__Passage__
Changing the cultural paradigm requires an understanding that our morality comes from us, meaning that the similarities in moral codes across cultures are a requirement for human societies to function. Morality is not a gift from a divine creator, but is a combination of innate sensibilities and ever-changing combinations of value systems that enable human life. With advancements in scientific research, particularly in the areas of psychology, sociology and neuroscience, we are learning more and more about the complexity of our moral systems and it is through these human endeavors we seek to explain and understand, without religious assertion, what makes us who we are.
I recognize that humanism is not the answer to all of humanity’s ills. However, I do believe that the world view embedded in the philosophy of humanism is currently our best hope for intellectual liberation -- liberation from teachings that uphold illogical, impossible and irrelevant myths to be a factual basis to navigate reality.
As a leader within the freethought movement, I seek to create awareness within the secular community that diversity and humanism are not mutually exclusive terms, to reinforce that the beauty of our collective human community comes from the richness of the divergent communities within it. And to stress that as humanists we have a moral obligation to ensure that the specific needs of the members of those communities are not ignored.
It is a fact that the cultural and familial pressures people of color face when they turn to reason rather than religion is uniquely troubling because of the central role religion plays in their communities. Descendants of those victimized by slavery and colonization in African, Latin America, Asia and the U.S. are reared in communities that have developed a social safety net wrapped in religiosity, a safety net that for many is their only source of information, skill training and celebratory space. It is the place where they go to seek leadership opportunities, where they go to seek access to higher education, where they go to calm hungry bellies, where they go to network and seek employment opportunities, where they go to gain access to all the resources denied them by the society at large.
To walk away from the only support system they have ever known, even when it comes with the price of intellectual stagnation and repressive life options is not an easy one. For a divergent community to exclude its already marginalized members can be psychologically and emotionally overwhelming for those members, and needs to be counteracted by developing a structured support system. The isolation or dismissive attitudes, followed by continually being told "I'll pray for you!" can be very painful and there needs to be a safe space for people of color to integrate themselves into the humanist community.
This safe space can only be accomplished by acknowledging the uniqueness of each individual’s experience on the path to humanism and by ensuring that all members of the humanist community have a voice.
Diane Griffin is the managing director of the Institute for Humanist Studies.

Referring-expression pointing data
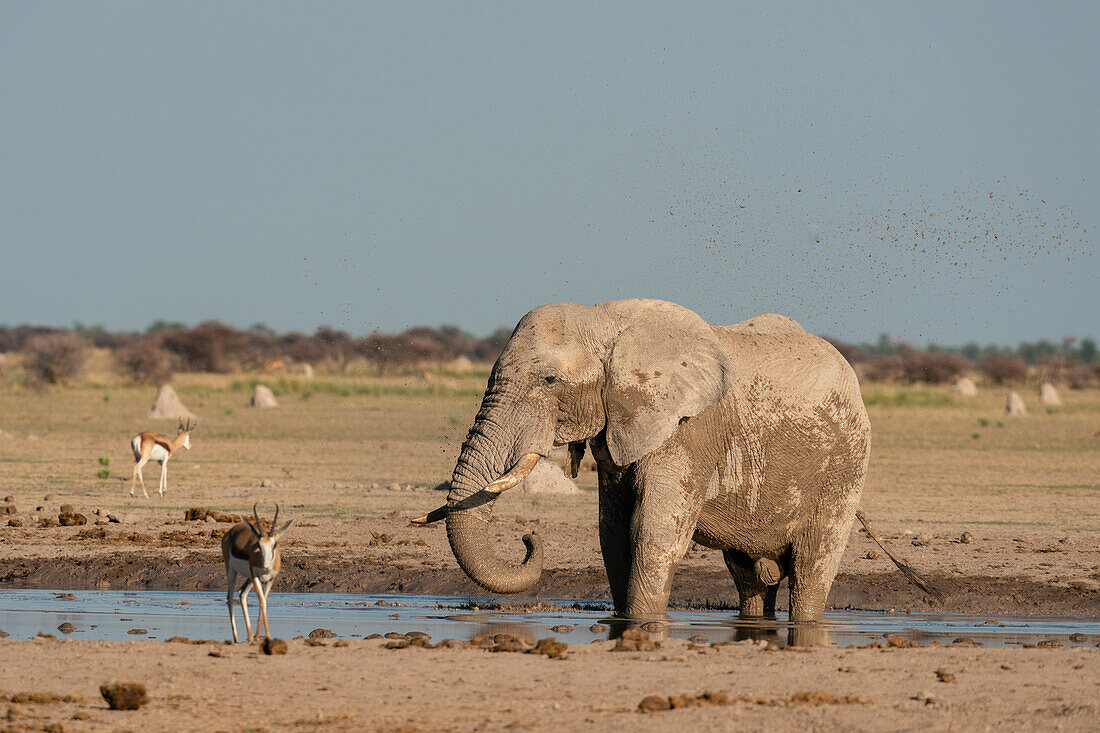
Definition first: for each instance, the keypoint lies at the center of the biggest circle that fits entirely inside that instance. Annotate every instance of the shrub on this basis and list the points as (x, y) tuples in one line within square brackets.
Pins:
[(932, 368), (882, 369), (1003, 370), (205, 348), (54, 358), (144, 363)]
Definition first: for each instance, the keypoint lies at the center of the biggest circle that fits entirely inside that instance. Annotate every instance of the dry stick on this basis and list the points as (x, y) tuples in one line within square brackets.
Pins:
[(912, 575)]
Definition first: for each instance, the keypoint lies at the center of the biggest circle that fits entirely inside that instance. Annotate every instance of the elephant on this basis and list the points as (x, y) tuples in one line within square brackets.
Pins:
[(749, 438)]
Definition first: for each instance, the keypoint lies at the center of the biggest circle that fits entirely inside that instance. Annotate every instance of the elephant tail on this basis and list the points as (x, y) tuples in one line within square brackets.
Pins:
[(912, 575)]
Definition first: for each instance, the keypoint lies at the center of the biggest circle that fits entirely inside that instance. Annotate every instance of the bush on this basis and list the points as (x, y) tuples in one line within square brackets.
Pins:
[(932, 368), (144, 363), (205, 348), (54, 358), (1003, 370)]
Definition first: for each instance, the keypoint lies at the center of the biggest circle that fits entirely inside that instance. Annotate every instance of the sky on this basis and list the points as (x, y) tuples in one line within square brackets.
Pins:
[(926, 171)]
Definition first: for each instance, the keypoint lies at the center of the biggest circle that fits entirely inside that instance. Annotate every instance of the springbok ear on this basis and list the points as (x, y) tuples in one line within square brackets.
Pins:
[(667, 364)]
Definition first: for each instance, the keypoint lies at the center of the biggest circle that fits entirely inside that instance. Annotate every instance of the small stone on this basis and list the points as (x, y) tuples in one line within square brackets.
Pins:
[(653, 703), (273, 646), (124, 696)]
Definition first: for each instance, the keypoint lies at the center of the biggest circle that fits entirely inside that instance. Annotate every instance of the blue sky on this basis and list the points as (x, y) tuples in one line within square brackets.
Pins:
[(927, 171)]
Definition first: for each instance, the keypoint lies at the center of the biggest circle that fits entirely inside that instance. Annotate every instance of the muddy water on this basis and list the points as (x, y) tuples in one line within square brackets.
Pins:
[(111, 615)]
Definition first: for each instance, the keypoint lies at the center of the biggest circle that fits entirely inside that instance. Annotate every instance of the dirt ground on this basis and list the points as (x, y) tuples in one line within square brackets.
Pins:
[(366, 687), (353, 460)]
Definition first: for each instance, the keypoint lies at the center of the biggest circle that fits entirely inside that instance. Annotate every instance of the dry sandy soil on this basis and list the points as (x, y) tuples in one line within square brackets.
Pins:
[(359, 457)]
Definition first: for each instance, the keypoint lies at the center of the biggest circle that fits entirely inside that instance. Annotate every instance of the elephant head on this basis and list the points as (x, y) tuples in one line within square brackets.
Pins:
[(629, 370)]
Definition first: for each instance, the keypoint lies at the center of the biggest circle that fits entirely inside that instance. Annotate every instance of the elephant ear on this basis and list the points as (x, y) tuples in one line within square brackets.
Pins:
[(666, 365)]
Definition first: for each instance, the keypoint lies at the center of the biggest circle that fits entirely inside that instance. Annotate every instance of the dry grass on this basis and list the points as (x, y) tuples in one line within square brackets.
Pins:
[(329, 442)]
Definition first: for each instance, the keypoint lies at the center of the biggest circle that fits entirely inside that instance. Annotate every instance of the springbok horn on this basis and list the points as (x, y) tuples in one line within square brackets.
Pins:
[(517, 473), (432, 516)]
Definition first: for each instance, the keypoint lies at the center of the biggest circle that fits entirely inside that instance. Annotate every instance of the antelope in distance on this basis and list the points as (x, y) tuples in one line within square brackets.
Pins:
[(249, 551), (160, 448)]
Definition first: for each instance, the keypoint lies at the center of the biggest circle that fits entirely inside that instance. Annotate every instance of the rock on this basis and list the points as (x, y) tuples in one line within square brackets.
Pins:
[(550, 647), (461, 364), (124, 696), (1014, 405), (168, 406), (964, 387), (653, 703), (548, 479), (1047, 395), (262, 396)]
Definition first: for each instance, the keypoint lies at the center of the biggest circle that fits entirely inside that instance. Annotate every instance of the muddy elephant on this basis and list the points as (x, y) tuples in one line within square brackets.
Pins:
[(749, 438)]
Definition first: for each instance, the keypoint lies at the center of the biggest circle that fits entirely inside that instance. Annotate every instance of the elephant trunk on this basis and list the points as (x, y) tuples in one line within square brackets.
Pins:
[(481, 462)]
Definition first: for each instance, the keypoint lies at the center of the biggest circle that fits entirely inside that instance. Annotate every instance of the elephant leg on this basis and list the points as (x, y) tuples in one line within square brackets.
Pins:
[(757, 600), (661, 531), (616, 509), (815, 558)]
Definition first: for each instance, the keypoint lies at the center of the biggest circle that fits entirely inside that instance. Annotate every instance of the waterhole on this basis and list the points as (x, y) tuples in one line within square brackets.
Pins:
[(112, 615)]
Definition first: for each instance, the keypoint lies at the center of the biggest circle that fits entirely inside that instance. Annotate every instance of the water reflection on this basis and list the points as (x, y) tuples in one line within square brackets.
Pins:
[(111, 614)]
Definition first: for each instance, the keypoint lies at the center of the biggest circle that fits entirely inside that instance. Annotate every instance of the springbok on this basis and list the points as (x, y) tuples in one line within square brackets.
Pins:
[(249, 551), (160, 448)]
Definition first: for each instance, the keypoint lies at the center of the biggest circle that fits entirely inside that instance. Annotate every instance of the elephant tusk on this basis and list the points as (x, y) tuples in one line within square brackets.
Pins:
[(517, 473), (432, 516)]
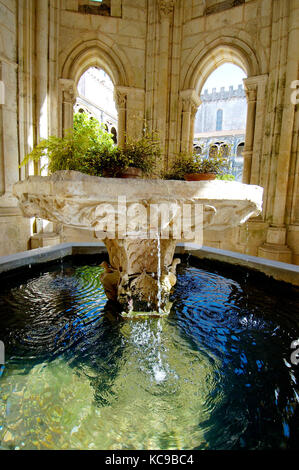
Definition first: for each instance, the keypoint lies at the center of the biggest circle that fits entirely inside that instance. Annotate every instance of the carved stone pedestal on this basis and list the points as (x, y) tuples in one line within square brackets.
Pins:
[(141, 273)]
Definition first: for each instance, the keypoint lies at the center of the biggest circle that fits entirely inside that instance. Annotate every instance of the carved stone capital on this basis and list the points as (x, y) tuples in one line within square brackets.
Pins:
[(190, 101), (120, 98), (166, 7), (69, 90)]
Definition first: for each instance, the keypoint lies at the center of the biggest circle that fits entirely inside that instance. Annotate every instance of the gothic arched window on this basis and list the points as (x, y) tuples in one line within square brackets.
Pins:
[(219, 120)]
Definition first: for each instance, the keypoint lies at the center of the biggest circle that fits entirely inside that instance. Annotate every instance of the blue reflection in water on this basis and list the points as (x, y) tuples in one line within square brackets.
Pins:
[(227, 340)]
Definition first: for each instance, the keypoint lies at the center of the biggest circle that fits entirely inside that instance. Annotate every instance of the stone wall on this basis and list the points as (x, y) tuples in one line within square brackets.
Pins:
[(159, 53)]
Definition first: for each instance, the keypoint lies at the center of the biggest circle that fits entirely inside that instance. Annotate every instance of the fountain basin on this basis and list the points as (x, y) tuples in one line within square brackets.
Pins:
[(140, 222), (215, 374)]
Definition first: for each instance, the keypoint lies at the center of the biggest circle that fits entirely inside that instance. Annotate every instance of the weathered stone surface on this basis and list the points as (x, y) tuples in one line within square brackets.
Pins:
[(141, 271)]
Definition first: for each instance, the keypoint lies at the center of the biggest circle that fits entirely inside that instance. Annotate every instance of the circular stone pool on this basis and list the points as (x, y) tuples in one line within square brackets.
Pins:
[(215, 374)]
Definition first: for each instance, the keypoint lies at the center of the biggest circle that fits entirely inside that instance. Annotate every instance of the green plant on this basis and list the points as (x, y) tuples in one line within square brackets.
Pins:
[(193, 163), (84, 148), (144, 153), (88, 148), (226, 177)]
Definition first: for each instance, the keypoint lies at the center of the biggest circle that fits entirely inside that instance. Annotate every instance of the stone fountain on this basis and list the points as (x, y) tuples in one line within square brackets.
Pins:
[(140, 221)]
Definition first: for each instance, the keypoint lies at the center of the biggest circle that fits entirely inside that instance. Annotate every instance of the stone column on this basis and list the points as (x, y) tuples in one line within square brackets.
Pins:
[(166, 8), (120, 97), (261, 82), (9, 164), (130, 106), (194, 109), (276, 244), (42, 69), (190, 103), (251, 92), (69, 95)]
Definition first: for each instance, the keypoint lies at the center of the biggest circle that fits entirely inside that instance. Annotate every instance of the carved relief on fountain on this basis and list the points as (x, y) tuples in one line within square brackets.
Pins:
[(140, 222)]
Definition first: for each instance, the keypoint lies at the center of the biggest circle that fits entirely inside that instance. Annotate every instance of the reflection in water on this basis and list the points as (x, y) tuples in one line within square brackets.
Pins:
[(211, 375)]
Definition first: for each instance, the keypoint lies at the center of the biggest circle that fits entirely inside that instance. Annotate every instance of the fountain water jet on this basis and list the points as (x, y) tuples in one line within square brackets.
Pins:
[(140, 222)]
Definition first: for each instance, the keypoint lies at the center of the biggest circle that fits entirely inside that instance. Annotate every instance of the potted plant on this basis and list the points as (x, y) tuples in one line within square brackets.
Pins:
[(87, 148), (141, 157), (194, 167)]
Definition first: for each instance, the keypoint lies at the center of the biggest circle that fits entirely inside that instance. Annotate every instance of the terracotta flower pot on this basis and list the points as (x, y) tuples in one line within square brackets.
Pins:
[(199, 176), (131, 172)]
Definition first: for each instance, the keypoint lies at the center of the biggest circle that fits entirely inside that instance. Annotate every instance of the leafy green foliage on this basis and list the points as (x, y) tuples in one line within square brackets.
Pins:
[(193, 163), (82, 148), (88, 148), (226, 177), (144, 153)]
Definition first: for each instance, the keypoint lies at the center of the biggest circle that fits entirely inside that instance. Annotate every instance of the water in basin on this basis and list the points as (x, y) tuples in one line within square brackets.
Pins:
[(214, 374)]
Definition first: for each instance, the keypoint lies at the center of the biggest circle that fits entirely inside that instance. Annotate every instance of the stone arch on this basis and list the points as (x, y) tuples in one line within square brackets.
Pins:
[(94, 53), (203, 61)]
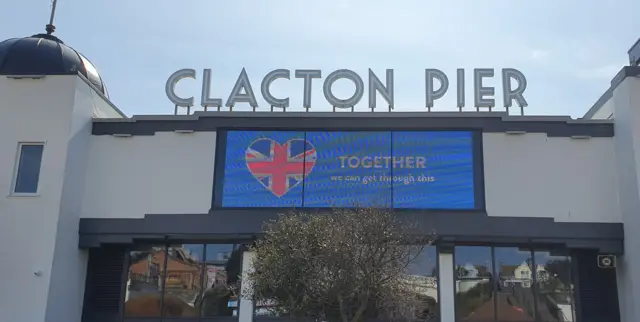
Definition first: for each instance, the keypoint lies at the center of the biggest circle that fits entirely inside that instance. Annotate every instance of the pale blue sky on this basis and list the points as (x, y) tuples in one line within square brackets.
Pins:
[(569, 49)]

__Brief__
Copy the essay on humanism, starting at "I recognize that" and ending at "to navigate reality.", and switch every "liberation" to "freedom".

__Result__
I recognize that humanism is not the answer to all of humanity’s ills. However, I do believe that the world view embedded in the philosophy of humanism is currently our best hope for intellectual freedom -- freedom from teachings that uphold illogical, impossible and irrelevant myths to be a factual basis to navigate reality.